DIRECTIONS
Wherever the word "instance" appears in a line of the records, copy that line.

Referring expression data:
|---|

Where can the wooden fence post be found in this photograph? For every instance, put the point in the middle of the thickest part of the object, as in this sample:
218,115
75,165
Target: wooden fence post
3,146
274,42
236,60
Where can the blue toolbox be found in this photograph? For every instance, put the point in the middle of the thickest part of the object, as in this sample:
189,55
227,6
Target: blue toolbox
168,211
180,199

|---|

OUTPUT OF THE TASK
Where can the wooden fence post be found in this photograph? For every instance, put the point in the middle of the thickest part of the object, as in this sample:
Where can the blue toolbox be found in this photograph? For every instance, put the point in the middle of the thickest part of the object, as in this sample:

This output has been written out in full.